Aktualisiere bitte die folgenden Zeilen, indem du jedes „paving stone“ durch „cobblestone“ ersetzt, und gib sie sonst unverändert wieder. Lass die Bilder in deiner Antwort weg.

------------------------------------------------------------

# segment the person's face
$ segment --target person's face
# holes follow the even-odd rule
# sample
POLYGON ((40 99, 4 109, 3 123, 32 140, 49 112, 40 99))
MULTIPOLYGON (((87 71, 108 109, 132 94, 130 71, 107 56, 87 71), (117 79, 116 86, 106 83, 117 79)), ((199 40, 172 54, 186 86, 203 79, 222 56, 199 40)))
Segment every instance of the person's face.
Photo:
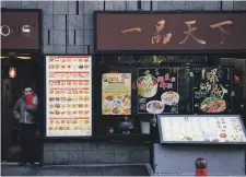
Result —
POLYGON ((28 94, 33 94, 32 87, 26 87, 26 88, 24 90, 24 95, 28 95, 28 94))

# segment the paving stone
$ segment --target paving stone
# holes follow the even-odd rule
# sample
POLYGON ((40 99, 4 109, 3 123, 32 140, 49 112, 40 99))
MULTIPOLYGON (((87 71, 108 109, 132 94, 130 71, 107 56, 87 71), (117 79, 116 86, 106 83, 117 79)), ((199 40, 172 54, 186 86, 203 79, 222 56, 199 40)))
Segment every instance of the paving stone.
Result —
POLYGON ((44 151, 44 164, 52 164, 55 161, 52 151, 44 151))
POLYGON ((204 1, 204 10, 206 11, 219 11, 221 10, 221 1, 204 1))
POLYGON ((116 143, 115 144, 115 150, 128 150, 129 145, 125 143, 116 143))
POLYGON ((38 1, 38 9, 42 9, 44 14, 52 14, 52 1, 38 1))
POLYGON ((151 1, 141 1, 141 10, 150 11, 151 10, 151 1))
POLYGON ((145 166, 121 166, 120 176, 149 176, 145 166))
POLYGON ((223 1, 222 10, 223 11, 233 10, 233 1, 223 1))
POLYGON ((43 169, 37 174, 37 176, 55 176, 55 169, 43 169))
POLYGON ((21 1, 7 1, 5 8, 9 9, 22 9, 22 2, 21 1))
POLYGON ((68 54, 87 54, 86 46, 68 46, 68 54))
POLYGON ((114 1, 105 1, 105 10, 114 10, 114 1))
POLYGON ((84 15, 84 30, 92 31, 94 28, 93 15, 84 15))
POLYGON ((204 2, 203 1, 189 1, 189 10, 204 10, 204 2))
POLYGON ((130 163, 143 163, 144 162, 144 150, 129 150, 129 162, 130 163))
POLYGON ((84 151, 84 163, 96 164, 98 163, 98 151, 84 151))
POLYGON ((22 1, 22 9, 37 9, 37 1, 22 1))
POLYGON ((66 46, 54 45, 52 52, 54 54, 66 54, 66 46))
POLYGON ((121 169, 119 167, 107 167, 103 173, 104 176, 120 176, 121 169))
POLYGON ((93 15, 96 10, 104 10, 104 1, 84 1, 84 14, 93 15))
POLYGON ((90 54, 94 54, 94 52, 95 52, 94 46, 90 46, 90 54))
POLYGON ((113 9, 115 11, 126 11, 127 10, 127 2, 126 1, 114 1, 113 9))
POLYGON ((101 142, 99 143, 99 150, 115 150, 115 144, 109 142, 101 142))
POLYGON ((68 14, 77 14, 77 1, 69 1, 68 9, 68 14))
POLYGON ((83 142, 70 142, 69 143, 69 150, 84 150, 84 143, 83 142))
POLYGON ((86 170, 87 170, 87 176, 103 176, 104 174, 102 167, 97 167, 96 169, 95 167, 91 167, 91 168, 87 167, 86 170))
POLYGON ((94 45, 93 31, 84 31, 84 45, 94 45))
POLYGON ((66 45, 66 31, 52 31, 52 44, 66 45))
POLYGON ((138 1, 127 1, 127 11, 137 11, 138 1))
POLYGON ((234 10, 246 10, 246 1, 233 1, 234 10))
POLYGON ((79 1, 79 14, 84 14, 84 1, 79 1))
POLYGON ((83 30, 83 15, 69 15, 68 16, 69 30, 83 30))
POLYGON ((115 151, 115 163, 128 163, 128 162, 129 162, 129 151, 128 150, 115 151))
POLYGON ((68 14, 68 1, 54 1, 54 14, 68 14))
POLYGON ((69 152, 69 164, 77 165, 83 164, 84 162, 84 152, 83 151, 70 151, 69 152))
POLYGON ((174 1, 174 10, 188 10, 189 2, 188 1, 174 1))
POLYGON ((66 15, 54 15, 54 30, 66 30, 66 15))
POLYGON ((98 163, 110 164, 114 163, 115 154, 114 151, 99 151, 98 163))
POLYGON ((174 1, 153 1, 153 11, 173 11, 174 1))
POLYGON ((5 1, 1 1, 1 8, 5 8, 5 1))
POLYGON ((45 30, 52 30, 52 15, 43 15, 43 27, 45 30))

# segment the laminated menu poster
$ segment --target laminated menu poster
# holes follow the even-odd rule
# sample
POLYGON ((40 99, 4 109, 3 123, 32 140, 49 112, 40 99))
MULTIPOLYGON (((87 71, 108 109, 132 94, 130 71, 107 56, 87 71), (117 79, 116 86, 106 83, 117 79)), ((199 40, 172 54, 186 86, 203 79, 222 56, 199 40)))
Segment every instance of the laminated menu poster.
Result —
POLYGON ((178 114, 177 68, 138 69, 138 113, 178 114))
POLYGON ((46 135, 92 135, 91 57, 46 58, 46 135))
POLYGON ((194 68, 194 113, 231 114, 231 68, 194 68))
POLYGON ((131 74, 102 75, 102 115, 131 114, 131 74))
POLYGON ((161 116, 162 143, 243 143, 245 127, 239 116, 161 116))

------------------------------------------------------------

### Antwort
# segment the person's face
$ segment --target person's face
# holes follow the even-odd rule
# sample
POLYGON ((40 99, 4 109, 3 123, 32 140, 49 112, 40 99))
MULTIPOLYGON (((87 71, 108 109, 132 94, 130 71, 107 56, 87 71), (117 79, 116 86, 106 83, 117 79)), ((199 40, 172 54, 186 86, 203 79, 222 56, 199 40)))
Segment every instance of the person's face.
Photo:
Result —
POLYGON ((28 94, 33 94, 32 87, 26 87, 26 88, 24 90, 24 95, 28 95, 28 94))

# segment the cobblestone
$ segment --target cobblestone
# holes follow the even-odd rule
# sample
POLYGON ((40 99, 4 109, 3 123, 32 140, 49 112, 40 99))
MULTIPOLYGON (((87 71, 108 109, 132 94, 130 71, 107 56, 87 71), (117 79, 116 86, 106 83, 117 79)), ((199 40, 172 54, 186 86, 203 79, 222 56, 199 40)))
Segment every instance of the cobblestone.
Result —
POLYGON ((44 151, 44 164, 52 164, 55 161, 52 151, 44 151))
POLYGON ((204 1, 204 10, 206 11, 219 11, 221 10, 221 1, 204 1))
POLYGON ((116 143, 115 144, 115 150, 128 150, 129 145, 125 143, 116 143))
POLYGON ((38 1, 38 9, 42 9, 44 14, 52 14, 52 1, 38 1))
POLYGON ((151 1, 141 1, 141 10, 150 11, 151 10, 151 1))
POLYGON ((145 166, 121 166, 120 176, 149 176, 145 166))
POLYGON ((223 1, 222 10, 223 11, 233 10, 233 1, 223 1))
POLYGON ((43 169, 37 174, 37 176, 55 176, 55 169, 43 169))
POLYGON ((21 1, 7 1, 5 8, 9 9, 22 9, 22 2, 21 1))
POLYGON ((68 54, 87 54, 86 46, 68 46, 68 54))
POLYGON ((114 1, 105 1, 105 10, 114 10, 114 1))
POLYGON ((84 15, 84 30, 92 31, 94 28, 93 15, 84 15))
POLYGON ((204 2, 203 1, 189 1, 189 10, 204 10, 204 2))
POLYGON ((130 163, 143 163, 144 162, 144 150, 129 150, 129 162, 130 163))
POLYGON ((84 151, 84 163, 96 164, 98 163, 98 151, 84 151))
POLYGON ((22 1, 22 9, 37 9, 37 1, 22 1))
POLYGON ((66 46, 54 45, 52 52, 54 54, 66 54, 66 46))
POLYGON ((121 169, 119 167, 107 167, 103 173, 104 176, 120 176, 121 169))
POLYGON ((93 15, 96 10, 104 10, 104 1, 84 1, 84 14, 93 15))
POLYGON ((90 54, 94 54, 94 52, 95 52, 94 46, 90 46, 90 54))
POLYGON ((113 9, 115 11, 126 11, 127 10, 127 2, 126 1, 114 1, 113 9))
POLYGON ((101 142, 99 143, 99 150, 115 150, 115 144, 109 142, 101 142))
POLYGON ((68 14, 77 14, 77 1, 69 1, 68 9, 68 14))
POLYGON ((83 142, 70 142, 69 143, 69 150, 84 150, 84 143, 83 142))
POLYGON ((86 170, 87 170, 87 176, 103 176, 104 174, 102 167, 97 167, 96 169, 95 167, 91 167, 91 168, 87 167, 86 170))
POLYGON ((94 45, 93 31, 84 31, 84 45, 94 45))
POLYGON ((66 45, 66 31, 52 31, 52 44, 66 45))
POLYGON ((138 1, 127 1, 127 11, 137 11, 138 1))
POLYGON ((234 10, 246 10, 246 1, 233 1, 234 10))
POLYGON ((79 1, 79 14, 84 14, 84 1, 79 1))
POLYGON ((83 30, 83 15, 69 15, 68 16, 69 30, 83 30))
POLYGON ((115 151, 115 163, 128 163, 128 162, 129 162, 129 151, 128 150, 115 151))
POLYGON ((68 14, 68 1, 54 1, 54 14, 68 14))
POLYGON ((69 152, 69 164, 77 165, 83 164, 84 162, 84 152, 83 151, 70 151, 69 152))
POLYGON ((174 1, 174 10, 188 10, 189 2, 188 1, 174 1))
POLYGON ((66 15, 54 15, 54 30, 66 30, 66 15))
POLYGON ((98 163, 110 164, 114 163, 115 154, 114 151, 99 151, 98 163))
POLYGON ((174 1, 153 1, 153 11, 173 11, 174 1))
POLYGON ((5 1, 1 1, 1 8, 5 8, 5 1))
POLYGON ((45 30, 52 30, 52 15, 43 15, 43 27, 45 30))

# segment the laminated menu poster
$ segment --target laminated menu poster
# holes follow the even-odd rule
# sample
POLYGON ((40 99, 4 109, 3 123, 32 140, 49 112, 40 99))
MULTIPOLYGON (((87 71, 108 109, 132 94, 130 71, 107 56, 87 71), (117 79, 116 86, 106 83, 117 79)), ((199 40, 172 54, 186 86, 203 79, 222 56, 199 40)))
Segment every instance of the laminated menu poster.
Result —
POLYGON ((178 114, 177 68, 138 69, 138 113, 178 114))
POLYGON ((46 135, 92 135, 91 57, 46 58, 46 135))
POLYGON ((194 68, 194 113, 231 114, 231 68, 194 68))
POLYGON ((131 74, 102 75, 102 115, 131 114, 131 74))
POLYGON ((161 116, 162 143, 243 143, 245 127, 239 116, 161 116))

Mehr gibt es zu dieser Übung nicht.